DATA SUPPLIED -
════════════════════

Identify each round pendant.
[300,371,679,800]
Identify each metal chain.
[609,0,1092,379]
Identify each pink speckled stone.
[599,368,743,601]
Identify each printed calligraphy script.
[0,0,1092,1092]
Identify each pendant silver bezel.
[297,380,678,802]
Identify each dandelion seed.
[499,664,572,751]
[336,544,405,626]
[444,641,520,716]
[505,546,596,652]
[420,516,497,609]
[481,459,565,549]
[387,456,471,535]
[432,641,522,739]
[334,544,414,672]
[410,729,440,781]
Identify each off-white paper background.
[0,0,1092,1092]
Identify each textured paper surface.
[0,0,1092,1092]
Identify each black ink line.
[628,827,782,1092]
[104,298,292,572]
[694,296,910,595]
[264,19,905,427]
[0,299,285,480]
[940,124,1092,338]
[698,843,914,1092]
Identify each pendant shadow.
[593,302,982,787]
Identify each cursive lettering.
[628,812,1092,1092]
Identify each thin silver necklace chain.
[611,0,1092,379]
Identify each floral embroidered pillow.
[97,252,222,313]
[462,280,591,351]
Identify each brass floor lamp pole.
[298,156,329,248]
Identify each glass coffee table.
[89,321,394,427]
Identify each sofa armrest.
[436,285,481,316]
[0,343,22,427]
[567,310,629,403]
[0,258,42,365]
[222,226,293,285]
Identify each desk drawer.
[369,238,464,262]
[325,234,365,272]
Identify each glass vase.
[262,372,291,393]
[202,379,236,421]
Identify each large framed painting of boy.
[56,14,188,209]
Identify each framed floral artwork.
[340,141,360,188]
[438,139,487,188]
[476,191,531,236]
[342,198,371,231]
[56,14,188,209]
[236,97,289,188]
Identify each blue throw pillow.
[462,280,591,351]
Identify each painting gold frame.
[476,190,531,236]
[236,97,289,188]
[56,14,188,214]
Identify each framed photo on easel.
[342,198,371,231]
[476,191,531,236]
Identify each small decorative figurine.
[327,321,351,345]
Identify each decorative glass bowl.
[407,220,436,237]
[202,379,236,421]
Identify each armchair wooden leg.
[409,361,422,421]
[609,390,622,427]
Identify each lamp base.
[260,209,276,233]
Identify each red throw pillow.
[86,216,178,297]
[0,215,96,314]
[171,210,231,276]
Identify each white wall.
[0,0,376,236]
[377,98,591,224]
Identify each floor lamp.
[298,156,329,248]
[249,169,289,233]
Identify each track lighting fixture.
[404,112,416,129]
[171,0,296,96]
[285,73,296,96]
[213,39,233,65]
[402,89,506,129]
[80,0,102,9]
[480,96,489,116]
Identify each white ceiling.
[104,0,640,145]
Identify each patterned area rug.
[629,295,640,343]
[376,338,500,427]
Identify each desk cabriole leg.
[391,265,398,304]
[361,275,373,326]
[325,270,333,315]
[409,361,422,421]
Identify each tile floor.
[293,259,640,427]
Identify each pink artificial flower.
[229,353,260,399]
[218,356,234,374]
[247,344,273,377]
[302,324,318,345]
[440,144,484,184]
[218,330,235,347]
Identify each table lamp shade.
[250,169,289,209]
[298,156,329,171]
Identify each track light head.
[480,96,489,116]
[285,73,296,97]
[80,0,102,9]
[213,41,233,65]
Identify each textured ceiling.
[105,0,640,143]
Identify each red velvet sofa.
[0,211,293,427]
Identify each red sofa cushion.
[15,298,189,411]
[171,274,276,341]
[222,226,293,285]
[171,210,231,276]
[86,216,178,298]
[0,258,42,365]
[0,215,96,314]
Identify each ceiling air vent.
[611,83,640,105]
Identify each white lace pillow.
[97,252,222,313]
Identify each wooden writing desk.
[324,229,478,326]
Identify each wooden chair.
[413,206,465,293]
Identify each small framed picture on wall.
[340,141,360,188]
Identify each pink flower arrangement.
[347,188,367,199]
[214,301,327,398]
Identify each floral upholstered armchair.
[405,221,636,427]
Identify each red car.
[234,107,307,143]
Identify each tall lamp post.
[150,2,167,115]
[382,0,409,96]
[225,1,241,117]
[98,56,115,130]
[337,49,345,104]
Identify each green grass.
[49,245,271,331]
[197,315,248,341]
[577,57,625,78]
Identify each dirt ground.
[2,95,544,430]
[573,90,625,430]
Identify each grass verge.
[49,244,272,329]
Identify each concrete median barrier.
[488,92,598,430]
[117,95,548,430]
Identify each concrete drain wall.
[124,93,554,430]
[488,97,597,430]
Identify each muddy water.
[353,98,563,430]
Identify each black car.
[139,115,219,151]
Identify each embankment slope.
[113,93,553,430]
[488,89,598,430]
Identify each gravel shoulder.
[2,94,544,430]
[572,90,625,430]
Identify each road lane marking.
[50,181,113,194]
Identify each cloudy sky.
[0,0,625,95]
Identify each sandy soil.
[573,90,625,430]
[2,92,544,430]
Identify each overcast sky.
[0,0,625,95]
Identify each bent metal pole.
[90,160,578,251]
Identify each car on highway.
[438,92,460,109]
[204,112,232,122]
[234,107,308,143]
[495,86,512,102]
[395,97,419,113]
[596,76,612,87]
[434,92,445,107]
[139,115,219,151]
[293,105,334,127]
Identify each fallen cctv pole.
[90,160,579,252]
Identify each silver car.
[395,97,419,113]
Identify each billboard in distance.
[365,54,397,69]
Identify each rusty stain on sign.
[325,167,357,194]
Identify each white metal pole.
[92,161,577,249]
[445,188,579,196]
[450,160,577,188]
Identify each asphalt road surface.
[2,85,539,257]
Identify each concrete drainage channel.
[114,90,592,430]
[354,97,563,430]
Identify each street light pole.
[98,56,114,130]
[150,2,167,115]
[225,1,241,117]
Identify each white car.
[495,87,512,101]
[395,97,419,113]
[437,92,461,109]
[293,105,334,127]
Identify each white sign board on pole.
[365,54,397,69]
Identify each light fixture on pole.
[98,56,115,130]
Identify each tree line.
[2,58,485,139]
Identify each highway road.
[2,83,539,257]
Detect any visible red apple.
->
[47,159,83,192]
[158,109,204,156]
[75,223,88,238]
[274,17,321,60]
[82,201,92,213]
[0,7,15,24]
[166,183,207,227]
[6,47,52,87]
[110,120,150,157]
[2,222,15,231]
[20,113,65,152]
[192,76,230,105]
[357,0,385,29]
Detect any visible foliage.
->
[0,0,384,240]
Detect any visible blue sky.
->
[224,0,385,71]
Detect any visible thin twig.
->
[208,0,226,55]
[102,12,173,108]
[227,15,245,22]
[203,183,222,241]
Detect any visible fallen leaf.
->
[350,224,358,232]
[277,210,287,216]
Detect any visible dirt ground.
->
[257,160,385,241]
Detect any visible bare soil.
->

════════════════════

Copy every line of the entries above without any change.

Identify each round pendant.
[300,371,679,800]
Identify each metal chain.
[609,0,1092,379]
Identify each pink speckled stone.
[599,368,743,601]
Identify each printed calligraphy script.
[0,0,1092,1092]
Identify each pendant silver bezel.
[297,380,678,802]
Identify each dandelion seed.
[499,664,572,751]
[336,544,405,626]
[444,641,520,716]
[505,546,596,652]
[420,516,497,609]
[481,459,565,549]
[387,456,471,535]
[432,641,522,739]
[334,544,414,672]
[410,729,440,781]
Identify each off-white paper background.
[0,0,1092,1092]
Identify each textured paper surface.
[0,0,1092,1092]
Identify each black ink line.
[628,827,782,1092]
[104,298,292,572]
[694,296,910,595]
[264,19,905,427]
[0,299,285,480]
[940,124,1092,338]
[698,843,914,1092]
Identify each pendant shadow.
[593,302,982,787]
Identify each cursive lettering.
[628,812,1092,1092]
Identify each thin silver necklace chain.
[611,0,1092,379]
Identify each floral embroidered pillow.
[97,252,222,313]
[462,280,591,351]
Identify each brass floor lamp pole.
[298,156,329,248]
Identify each glass coffee table.
[89,321,394,427]
Identify each sofa armrest.
[436,285,481,316]
[0,343,22,427]
[567,310,629,403]
[0,258,42,365]
[222,226,293,285]
Identify each desk drawer.
[369,238,464,262]
[325,234,365,272]
Identify each glass vase.
[262,372,291,393]
[202,379,236,421]
Identify each large framed painting of boy.
[56,14,188,209]
Identify each framed floral artwork.
[340,141,360,188]
[438,139,487,188]
[476,191,531,236]
[342,198,371,231]
[56,14,188,209]
[236,97,289,188]
Identify each blue throw pillow.
[462,280,591,351]
Identify each painting gold frame.
[476,190,531,236]
[236,97,289,188]
[56,14,188,214]
Identify each framed photo on easel.
[342,198,371,231]
[476,191,531,236]
Identify each small decorative figurine.
[327,321,351,345]
Identify each decorative glass bowl.
[407,220,436,237]
[202,379,236,421]
Identify each armchair wooden leg.
[409,361,422,421]
[609,390,622,427]
Identify each lamp base.
[260,209,276,233]
Identify each red throw pillow.
[86,216,178,297]
[0,215,96,314]
[171,210,231,276]
Identify each white wall.
[0,0,376,236]
[377,98,591,224]
Identify each floor lamp.
[298,156,329,248]
[249,169,289,233]
Identify each track lighting fixture.
[404,112,416,129]
[171,0,296,96]
[285,73,296,96]
[213,39,233,65]
[402,89,506,129]
[80,0,102,9]
[480,96,489,116]
Identify each white ceiling.
[104,0,640,145]
Identify each patterned area rug.
[629,295,640,343]
[376,338,500,427]
Identify each desk cabriole leg.
[391,265,398,304]
[361,275,373,326]
[325,270,333,315]
[409,361,422,421]
Identify each tile floor.
[293,259,640,427]
Identify each pink artificial flower.
[229,353,260,399]
[218,356,234,374]
[247,344,273,377]
[302,324,318,345]
[440,144,484,184]
[218,330,235,347]
Identify each table lamp shade.
[250,169,289,209]
[298,156,329,171]
Identify each track light head.
[480,96,489,116]
[285,73,296,97]
[80,0,102,9]
[213,41,233,65]
Identify each textured ceiling.
[105,0,640,143]
Identify each red velvet sofa.
[0,211,293,427]
Identify each red sofa cushion.
[15,298,189,411]
[171,274,276,341]
[222,226,293,285]
[171,210,231,276]
[86,216,178,298]
[0,258,42,365]
[0,215,96,314]
Identify each ceiling air vent.
[611,83,640,105]
Identify each white lace pillow.
[97,252,222,313]
Identify each wooden writing desk.
[324,229,478,326]
Identify each wooden chair.
[413,206,465,293]
Identify each small framed picture on wall.
[340,141,360,188]
Identify each pink flower arrangement.
[347,188,367,199]
[214,301,327,398]
Identify each floral upholstered armchair.
[405,221,636,427]
Identify each red car.
[234,107,307,143]
Identify each tall lamp post.
[150,2,167,115]
[382,0,409,96]
[225,1,241,117]
[98,56,115,130]
[337,49,345,104]
Identify each green grass.
[49,245,271,331]
[197,315,248,341]
[577,57,625,78]
Identify each dirt ground.
[2,95,544,430]
[573,90,625,430]
Identify each grass verge.
[49,244,272,329]
Identify each concrete median barrier.
[488,92,598,430]
[117,95,548,430]
Identify each concrete drain wall.
[124,93,554,430]
[488,97,597,430]
Identify each muddy water.
[353,98,563,430]
Identify each black car.
[139,115,219,151]
Identify each embankment slope.
[113,93,553,430]
[488,89,598,430]
Identify each gravel shoulder.
[2,94,544,430]
[572,90,625,430]
Identify each road lane marking.
[50,181,113,194]
Identify each cloudy sky.
[0,0,625,95]
Identify each sandy soil.
[573,90,625,430]
[2,92,544,430]
Identify each overcast sky.
[0,0,625,95]
Identify each bent metal pole.
[90,160,578,251]
Identify each car on highway.
[438,92,460,109]
[204,112,232,122]
[234,107,308,143]
[495,86,512,102]
[395,97,419,113]
[596,76,612,87]
[434,92,445,107]
[139,115,219,151]
[293,105,334,127]
Identify each fallen cctv pole.
[90,160,579,252]
Identify each silver car.
[395,97,419,113]
Identify each billboard in distance.
[365,54,397,69]
Identify each rusty stain on sign.
[325,167,357,194]
Identify each white metal pole.
[92,161,577,249]
[445,188,579,196]
[450,160,577,188]
Identify each asphalt road surface.
[2,85,539,257]
Identify each concrete drainage channel.
[114,90,592,430]
[354,97,563,430]
Identify each street light pole.
[98,56,114,130]
[150,2,167,115]
[225,1,241,117]
Identify each white car.
[495,87,512,101]
[395,97,419,113]
[437,92,461,109]
[293,105,334,127]
Identify each white sign board on pole.
[365,54,397,69]
Identify each light fixture on pole.
[98,56,115,130]
Identify each tree line.
[2,58,485,139]
Identify each highway road.
[2,83,539,257]
Detect any visible red apple.
->
[47,159,83,192]
[158,109,204,156]
[75,223,88,238]
[274,17,321,60]
[82,201,92,213]
[0,7,15,24]
[166,183,207,227]
[6,47,52,87]
[110,120,150,157]
[2,222,15,231]
[20,113,65,152]
[192,76,230,105]
[357,0,385,29]
Detect any visible foliage.
->
[0,0,384,240]
Detect any visible blue sky.
->
[224,0,385,71]
Detect any visible thin twig.
->
[208,0,226,55]
[102,12,173,108]
[227,15,245,22]
[203,183,222,241]
Detect any visible fallen leaf.
->
[350,224,358,232]
[277,210,287,216]
Detect any visible dirt ground.
->
[257,160,385,241]
Detect any visible bare soil.
->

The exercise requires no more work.